------ GIVEN RECORDS
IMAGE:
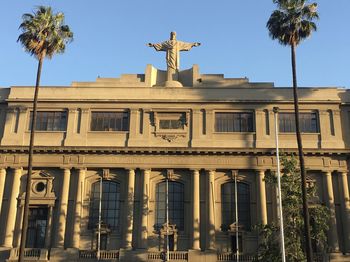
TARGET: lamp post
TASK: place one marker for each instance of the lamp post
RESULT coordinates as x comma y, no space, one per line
236,211
167,217
275,111
99,222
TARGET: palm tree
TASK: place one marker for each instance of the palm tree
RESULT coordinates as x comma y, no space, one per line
291,23
44,34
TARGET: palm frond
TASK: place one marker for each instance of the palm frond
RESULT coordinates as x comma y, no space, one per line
292,22
44,33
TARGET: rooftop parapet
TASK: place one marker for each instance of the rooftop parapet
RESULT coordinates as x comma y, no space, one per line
154,77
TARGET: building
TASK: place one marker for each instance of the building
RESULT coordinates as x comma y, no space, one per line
134,132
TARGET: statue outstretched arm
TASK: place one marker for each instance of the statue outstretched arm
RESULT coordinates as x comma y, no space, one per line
158,47
183,46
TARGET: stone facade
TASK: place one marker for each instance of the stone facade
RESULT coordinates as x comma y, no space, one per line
197,156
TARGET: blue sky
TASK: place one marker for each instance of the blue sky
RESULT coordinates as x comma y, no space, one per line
110,39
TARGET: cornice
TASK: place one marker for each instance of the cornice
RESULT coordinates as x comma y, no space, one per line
171,151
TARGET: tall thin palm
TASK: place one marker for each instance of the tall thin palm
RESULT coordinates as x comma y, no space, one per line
44,34
291,23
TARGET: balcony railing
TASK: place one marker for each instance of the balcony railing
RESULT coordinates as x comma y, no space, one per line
30,254
104,254
173,255
229,256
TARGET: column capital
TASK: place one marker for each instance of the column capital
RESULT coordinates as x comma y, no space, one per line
343,172
16,168
72,110
327,171
80,168
23,109
65,168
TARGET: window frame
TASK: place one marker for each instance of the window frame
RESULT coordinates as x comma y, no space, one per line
101,111
314,112
181,226
116,201
250,112
231,204
167,114
64,129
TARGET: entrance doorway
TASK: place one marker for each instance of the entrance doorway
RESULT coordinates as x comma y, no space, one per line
37,223
234,244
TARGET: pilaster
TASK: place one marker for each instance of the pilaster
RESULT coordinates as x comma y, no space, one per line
2,184
63,204
345,204
195,210
261,197
145,209
211,210
11,213
329,197
129,209
78,207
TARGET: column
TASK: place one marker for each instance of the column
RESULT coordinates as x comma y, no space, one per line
18,227
332,232
2,184
261,197
211,210
11,213
63,204
196,214
345,211
78,207
130,209
145,208
48,228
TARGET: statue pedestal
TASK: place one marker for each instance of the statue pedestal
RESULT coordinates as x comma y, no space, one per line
172,84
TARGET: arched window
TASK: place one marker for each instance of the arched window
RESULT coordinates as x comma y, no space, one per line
110,204
228,205
176,204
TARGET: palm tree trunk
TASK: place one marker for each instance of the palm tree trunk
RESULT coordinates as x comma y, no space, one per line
302,161
30,164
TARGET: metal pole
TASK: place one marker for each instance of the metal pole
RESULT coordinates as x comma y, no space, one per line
236,211
99,222
275,110
167,218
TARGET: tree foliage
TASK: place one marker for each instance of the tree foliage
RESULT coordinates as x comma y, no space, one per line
292,21
269,248
44,33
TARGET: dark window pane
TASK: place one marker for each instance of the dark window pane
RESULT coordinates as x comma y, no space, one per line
308,122
109,204
49,121
234,122
175,205
109,121
228,204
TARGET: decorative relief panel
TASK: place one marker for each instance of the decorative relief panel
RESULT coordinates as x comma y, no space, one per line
41,189
170,125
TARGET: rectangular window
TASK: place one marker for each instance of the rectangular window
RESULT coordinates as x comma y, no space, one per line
172,120
308,122
234,122
109,121
50,121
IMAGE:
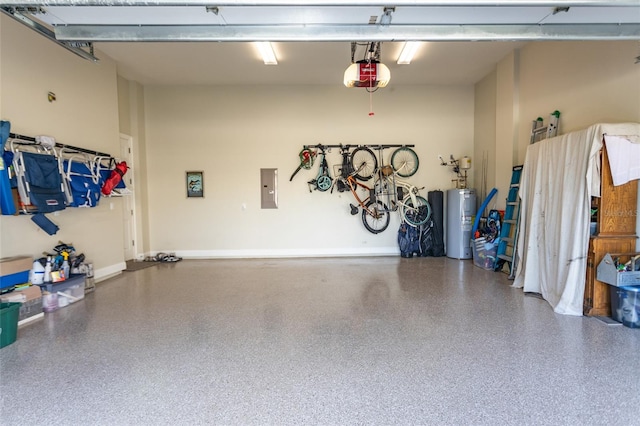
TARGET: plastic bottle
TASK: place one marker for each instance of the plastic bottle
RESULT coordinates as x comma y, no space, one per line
47,270
37,273
65,265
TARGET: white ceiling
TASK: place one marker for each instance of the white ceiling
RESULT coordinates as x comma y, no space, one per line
232,63
182,42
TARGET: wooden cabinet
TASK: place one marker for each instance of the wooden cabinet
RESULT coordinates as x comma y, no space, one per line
615,233
617,205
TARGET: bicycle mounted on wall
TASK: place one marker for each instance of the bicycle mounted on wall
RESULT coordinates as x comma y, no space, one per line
388,192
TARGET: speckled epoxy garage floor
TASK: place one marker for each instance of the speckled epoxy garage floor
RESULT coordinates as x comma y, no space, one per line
332,341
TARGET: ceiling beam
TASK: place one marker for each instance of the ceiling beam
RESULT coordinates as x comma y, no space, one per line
166,33
332,3
42,30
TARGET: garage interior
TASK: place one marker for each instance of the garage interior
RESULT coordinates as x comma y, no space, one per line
297,314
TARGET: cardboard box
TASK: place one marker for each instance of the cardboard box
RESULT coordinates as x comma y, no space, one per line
14,270
14,265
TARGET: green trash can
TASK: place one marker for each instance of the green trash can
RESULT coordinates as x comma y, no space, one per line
8,323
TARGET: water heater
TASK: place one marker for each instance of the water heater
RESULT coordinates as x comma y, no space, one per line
461,207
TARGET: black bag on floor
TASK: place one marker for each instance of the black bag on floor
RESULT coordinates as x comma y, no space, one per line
432,238
408,240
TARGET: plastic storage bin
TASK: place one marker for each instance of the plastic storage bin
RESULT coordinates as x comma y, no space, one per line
625,305
8,323
60,294
484,253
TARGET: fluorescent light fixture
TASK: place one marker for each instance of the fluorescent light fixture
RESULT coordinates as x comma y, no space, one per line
408,50
266,50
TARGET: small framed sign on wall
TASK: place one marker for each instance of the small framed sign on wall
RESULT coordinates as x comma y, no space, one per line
195,185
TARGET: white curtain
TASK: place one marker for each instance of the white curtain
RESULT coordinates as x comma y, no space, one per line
558,179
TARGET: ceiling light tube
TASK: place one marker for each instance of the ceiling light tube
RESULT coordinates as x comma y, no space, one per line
408,50
266,50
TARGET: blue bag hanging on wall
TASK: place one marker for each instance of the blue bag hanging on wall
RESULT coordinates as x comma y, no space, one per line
6,198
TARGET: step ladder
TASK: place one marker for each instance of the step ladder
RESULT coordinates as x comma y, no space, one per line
539,131
506,253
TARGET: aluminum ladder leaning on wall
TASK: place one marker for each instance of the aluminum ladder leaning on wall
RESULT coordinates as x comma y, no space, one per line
506,253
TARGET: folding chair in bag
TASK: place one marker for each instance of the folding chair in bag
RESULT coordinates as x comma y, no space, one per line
40,183
82,183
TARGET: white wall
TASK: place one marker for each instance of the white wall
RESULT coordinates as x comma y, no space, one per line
232,132
484,149
85,115
588,82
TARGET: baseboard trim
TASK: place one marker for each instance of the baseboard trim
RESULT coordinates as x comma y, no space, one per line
284,253
109,271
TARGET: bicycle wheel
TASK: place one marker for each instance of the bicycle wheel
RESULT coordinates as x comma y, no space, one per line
323,183
375,217
415,215
405,161
364,162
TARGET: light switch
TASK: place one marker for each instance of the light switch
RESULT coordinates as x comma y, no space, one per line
269,188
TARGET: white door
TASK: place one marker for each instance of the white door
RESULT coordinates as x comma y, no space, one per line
128,200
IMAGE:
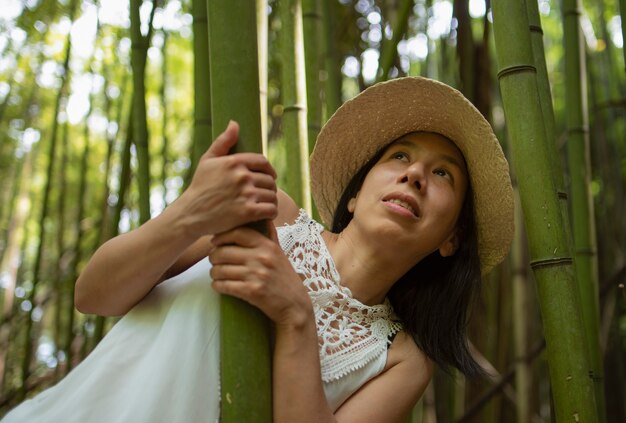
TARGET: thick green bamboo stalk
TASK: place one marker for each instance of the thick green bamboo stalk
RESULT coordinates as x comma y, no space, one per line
246,388
262,28
138,57
584,230
332,85
294,121
545,96
390,47
550,254
312,30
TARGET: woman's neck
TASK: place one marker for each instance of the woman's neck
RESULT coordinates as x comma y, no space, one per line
367,268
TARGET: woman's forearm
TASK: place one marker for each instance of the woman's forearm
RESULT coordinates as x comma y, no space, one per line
124,269
297,385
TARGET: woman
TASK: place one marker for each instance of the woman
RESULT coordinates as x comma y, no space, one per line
420,199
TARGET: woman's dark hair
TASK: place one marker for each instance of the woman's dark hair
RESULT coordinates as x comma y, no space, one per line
433,298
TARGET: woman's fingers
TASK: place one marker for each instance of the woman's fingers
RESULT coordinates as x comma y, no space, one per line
233,272
224,142
240,236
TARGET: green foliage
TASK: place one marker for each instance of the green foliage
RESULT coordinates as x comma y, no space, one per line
31,51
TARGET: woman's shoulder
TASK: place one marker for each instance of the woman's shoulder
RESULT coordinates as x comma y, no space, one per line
405,351
288,210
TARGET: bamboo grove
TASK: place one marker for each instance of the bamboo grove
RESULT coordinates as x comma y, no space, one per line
106,107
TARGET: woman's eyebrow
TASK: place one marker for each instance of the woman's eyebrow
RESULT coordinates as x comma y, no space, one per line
445,157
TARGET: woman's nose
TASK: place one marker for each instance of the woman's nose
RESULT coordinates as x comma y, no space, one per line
415,175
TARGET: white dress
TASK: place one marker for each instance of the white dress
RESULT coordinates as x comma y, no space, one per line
160,362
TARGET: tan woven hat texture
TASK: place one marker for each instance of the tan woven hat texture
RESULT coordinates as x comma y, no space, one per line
388,110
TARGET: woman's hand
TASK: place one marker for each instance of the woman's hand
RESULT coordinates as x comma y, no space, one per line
227,191
254,268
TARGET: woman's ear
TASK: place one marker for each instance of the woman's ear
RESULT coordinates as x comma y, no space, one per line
352,204
450,245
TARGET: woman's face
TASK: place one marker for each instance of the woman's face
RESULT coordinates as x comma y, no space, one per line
412,197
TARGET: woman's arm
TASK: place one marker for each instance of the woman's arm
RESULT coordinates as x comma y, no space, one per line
226,191
298,390
254,268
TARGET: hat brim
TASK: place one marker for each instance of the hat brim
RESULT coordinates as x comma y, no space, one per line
391,109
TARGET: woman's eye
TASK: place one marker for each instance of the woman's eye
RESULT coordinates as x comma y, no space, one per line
441,172
400,156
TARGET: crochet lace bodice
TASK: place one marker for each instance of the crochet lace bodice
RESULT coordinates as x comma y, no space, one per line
350,333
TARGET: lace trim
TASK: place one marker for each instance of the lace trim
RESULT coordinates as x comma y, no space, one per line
350,333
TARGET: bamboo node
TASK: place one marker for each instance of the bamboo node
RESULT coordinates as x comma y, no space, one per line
516,69
578,129
555,261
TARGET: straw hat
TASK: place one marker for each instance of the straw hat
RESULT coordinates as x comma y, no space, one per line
388,110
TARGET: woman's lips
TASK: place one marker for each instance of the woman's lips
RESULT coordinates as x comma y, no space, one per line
402,204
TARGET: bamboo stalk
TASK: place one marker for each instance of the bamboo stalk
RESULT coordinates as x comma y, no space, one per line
294,121
202,124
584,230
332,85
245,354
523,371
390,47
138,57
164,117
312,25
622,14
465,48
28,338
60,267
263,46
550,254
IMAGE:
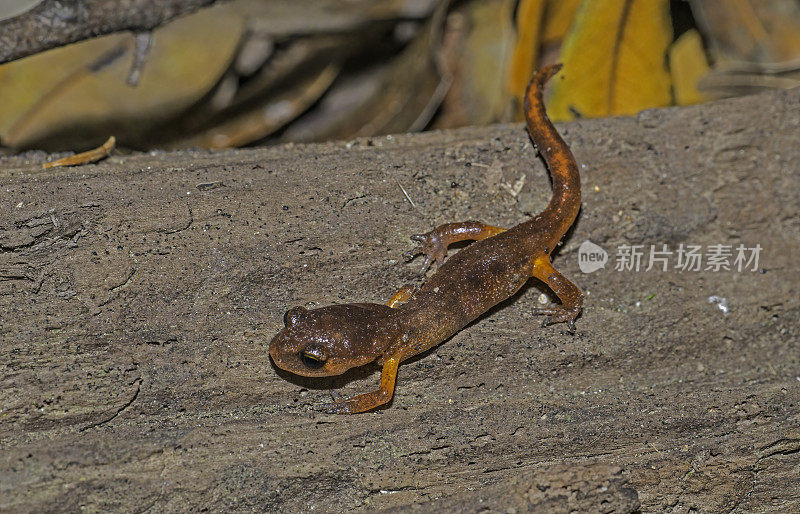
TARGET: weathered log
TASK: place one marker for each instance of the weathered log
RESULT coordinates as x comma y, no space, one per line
138,296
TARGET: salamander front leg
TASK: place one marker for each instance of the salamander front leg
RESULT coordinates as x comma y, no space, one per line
368,401
401,296
434,244
569,294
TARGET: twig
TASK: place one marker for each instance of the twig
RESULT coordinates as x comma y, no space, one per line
85,157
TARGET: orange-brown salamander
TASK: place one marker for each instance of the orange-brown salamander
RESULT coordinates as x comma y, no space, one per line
330,340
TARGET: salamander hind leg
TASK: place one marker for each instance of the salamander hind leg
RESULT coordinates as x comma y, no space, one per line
401,296
569,294
433,245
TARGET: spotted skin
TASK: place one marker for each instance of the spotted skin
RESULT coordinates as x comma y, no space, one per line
330,340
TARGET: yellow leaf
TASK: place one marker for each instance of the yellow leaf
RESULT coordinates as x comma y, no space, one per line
523,57
750,30
614,60
558,18
80,91
687,63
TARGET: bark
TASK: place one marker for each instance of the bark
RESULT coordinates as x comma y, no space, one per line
54,23
138,296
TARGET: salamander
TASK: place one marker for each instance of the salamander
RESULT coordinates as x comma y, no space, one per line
330,340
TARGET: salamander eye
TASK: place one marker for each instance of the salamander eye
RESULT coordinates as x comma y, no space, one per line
294,315
313,359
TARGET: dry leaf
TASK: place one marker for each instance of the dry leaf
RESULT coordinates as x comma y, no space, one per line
558,17
614,60
479,40
82,98
759,31
687,63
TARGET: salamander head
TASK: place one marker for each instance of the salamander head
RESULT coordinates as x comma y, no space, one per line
330,340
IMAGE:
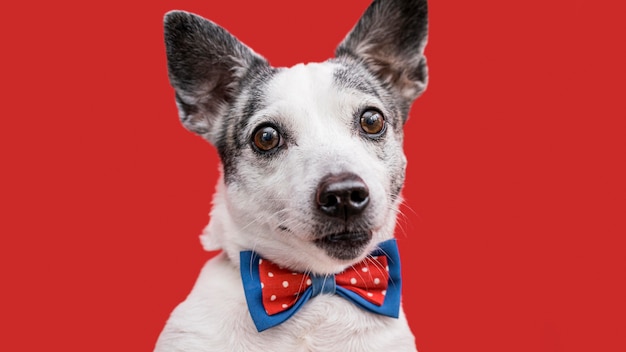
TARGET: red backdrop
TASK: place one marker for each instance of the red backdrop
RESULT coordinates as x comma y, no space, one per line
513,229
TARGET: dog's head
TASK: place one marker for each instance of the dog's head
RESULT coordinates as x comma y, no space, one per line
312,160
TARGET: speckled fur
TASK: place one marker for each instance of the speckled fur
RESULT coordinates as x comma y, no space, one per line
266,201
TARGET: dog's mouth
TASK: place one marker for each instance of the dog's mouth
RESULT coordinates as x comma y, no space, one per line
344,245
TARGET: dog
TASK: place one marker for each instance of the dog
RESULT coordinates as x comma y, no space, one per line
311,173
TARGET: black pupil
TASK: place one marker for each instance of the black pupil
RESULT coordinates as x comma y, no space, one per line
372,119
267,138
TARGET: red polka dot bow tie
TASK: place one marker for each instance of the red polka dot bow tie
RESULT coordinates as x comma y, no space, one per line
275,294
------------
* INSTRUCTIONS FOR THE TASK
Retype only the lines running from the line with "TARGET: dog's mouth" to the end of the listing, including both of those lines.

* ANSWER
TARGET: dog's mouth
TASK: place one marker for each instance of the dog's mouth
RESULT coordinates as x comma y, no space, one per line
344,245
TARGET: dog
TASK: place one marker for each instance of the dog
RESULT coordinates as x comma y, no space, one per line
311,173
TARGET: black pupil
TASK: place one marker for each instance of the black pupil
RESULT coordinates as x comma y, no space, one per line
372,119
267,138
TARGET: red polka dot bow tie
TASK: place one marker for each instance of the red polka dot bow tie
RESULT coordinates as x comma y, no space, one per line
275,294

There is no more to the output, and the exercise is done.